Extract, without alteration, the lines of the entries below from the line containing "Record the location of each instance of the silver" through the end of the entries. Omit the pictures from your answer.

- **Supplied records**

▶

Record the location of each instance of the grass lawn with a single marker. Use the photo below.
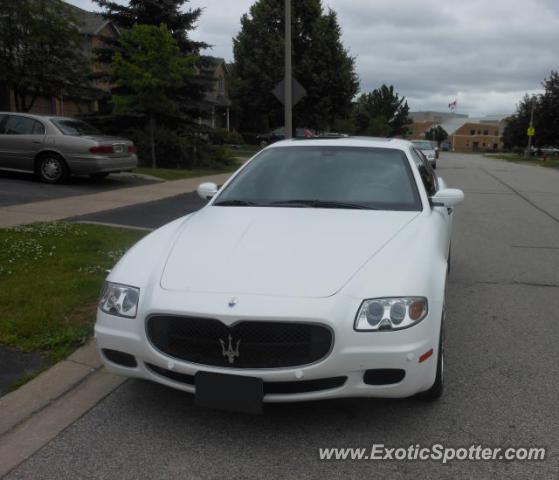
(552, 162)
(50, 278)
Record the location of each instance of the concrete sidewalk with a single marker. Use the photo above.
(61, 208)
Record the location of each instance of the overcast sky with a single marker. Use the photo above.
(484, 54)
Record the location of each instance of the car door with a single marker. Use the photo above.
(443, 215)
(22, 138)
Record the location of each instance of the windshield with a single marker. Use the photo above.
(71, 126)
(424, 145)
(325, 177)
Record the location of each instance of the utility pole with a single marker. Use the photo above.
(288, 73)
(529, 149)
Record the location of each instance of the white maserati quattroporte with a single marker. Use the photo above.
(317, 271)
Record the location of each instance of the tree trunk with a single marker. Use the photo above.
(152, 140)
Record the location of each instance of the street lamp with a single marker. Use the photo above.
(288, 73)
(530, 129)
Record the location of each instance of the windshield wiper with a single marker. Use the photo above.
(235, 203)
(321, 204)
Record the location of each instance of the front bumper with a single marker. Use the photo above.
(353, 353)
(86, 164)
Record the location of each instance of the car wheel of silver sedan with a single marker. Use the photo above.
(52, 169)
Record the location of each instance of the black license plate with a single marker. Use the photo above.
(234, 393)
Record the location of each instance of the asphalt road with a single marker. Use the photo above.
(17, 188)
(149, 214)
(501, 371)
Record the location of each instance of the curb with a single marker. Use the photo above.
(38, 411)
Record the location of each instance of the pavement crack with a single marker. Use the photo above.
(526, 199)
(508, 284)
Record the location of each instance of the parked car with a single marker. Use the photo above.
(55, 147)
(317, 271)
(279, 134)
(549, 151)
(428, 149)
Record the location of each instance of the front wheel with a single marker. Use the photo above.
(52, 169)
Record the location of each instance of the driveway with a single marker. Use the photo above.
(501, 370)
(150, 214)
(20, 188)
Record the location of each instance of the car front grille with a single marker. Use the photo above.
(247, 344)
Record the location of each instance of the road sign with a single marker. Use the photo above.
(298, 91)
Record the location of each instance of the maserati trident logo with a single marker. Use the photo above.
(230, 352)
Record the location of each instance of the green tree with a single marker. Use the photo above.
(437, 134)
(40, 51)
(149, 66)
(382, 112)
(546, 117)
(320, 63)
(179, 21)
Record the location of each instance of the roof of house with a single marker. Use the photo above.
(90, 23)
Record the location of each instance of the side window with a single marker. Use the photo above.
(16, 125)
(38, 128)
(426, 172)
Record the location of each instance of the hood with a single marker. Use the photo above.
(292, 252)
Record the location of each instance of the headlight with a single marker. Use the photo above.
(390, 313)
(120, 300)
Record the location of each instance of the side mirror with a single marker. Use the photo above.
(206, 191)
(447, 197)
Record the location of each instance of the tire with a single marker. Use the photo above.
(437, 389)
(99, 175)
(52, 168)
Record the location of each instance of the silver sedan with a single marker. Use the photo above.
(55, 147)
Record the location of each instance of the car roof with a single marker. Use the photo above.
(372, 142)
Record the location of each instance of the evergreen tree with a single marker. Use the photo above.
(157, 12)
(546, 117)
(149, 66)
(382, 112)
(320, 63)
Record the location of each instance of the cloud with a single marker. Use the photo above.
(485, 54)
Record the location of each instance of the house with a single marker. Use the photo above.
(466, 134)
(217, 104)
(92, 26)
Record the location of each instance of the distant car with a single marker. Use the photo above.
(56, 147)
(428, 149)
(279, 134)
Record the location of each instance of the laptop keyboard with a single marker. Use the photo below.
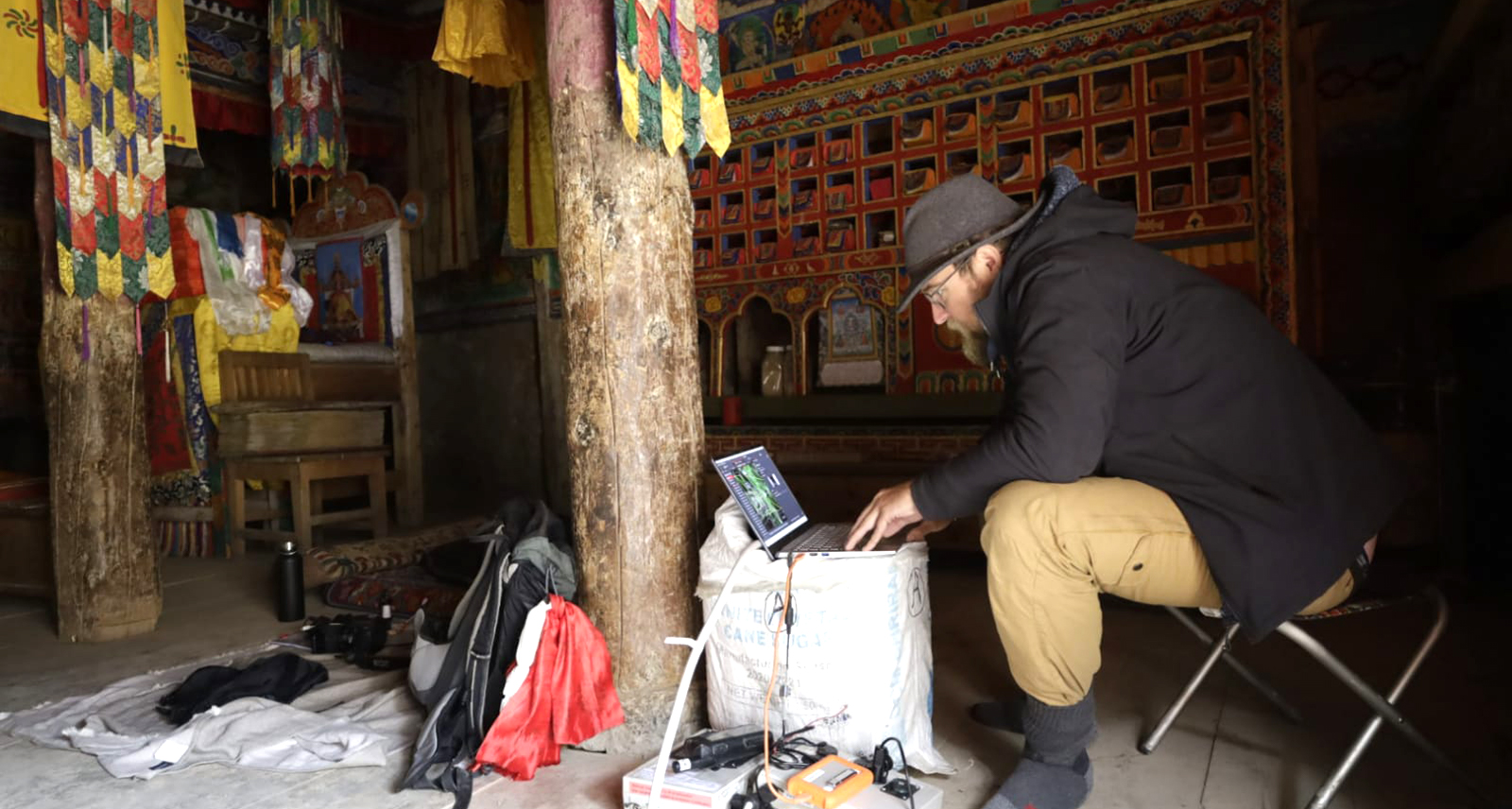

◀

- **Solution to this problem**
Record the location of each instance of the silver sedan with a single marker. Use the photo above.
(55, 147)
Record the location of each instance of the car roof with a single marker. Use the photo above.
(372, 142)
Record the location of each instance of the evergreen tree with a single marker. Use the photo above.
(157, 12)
(546, 117)
(149, 66)
(382, 112)
(320, 63)
Record the location of each instance of the cloud with a single marker. Use the photo above.
(485, 54)
Record the location of each instance of the house with a single marker. Use the photo above.
(466, 134)
(217, 104)
(92, 26)
Record the location of each instance of the distant car with a single marker. Use the photo above.
(56, 147)
(428, 149)
(279, 134)
Record the location of each instance of the laptop keyboard with a single marker. Use the photo below.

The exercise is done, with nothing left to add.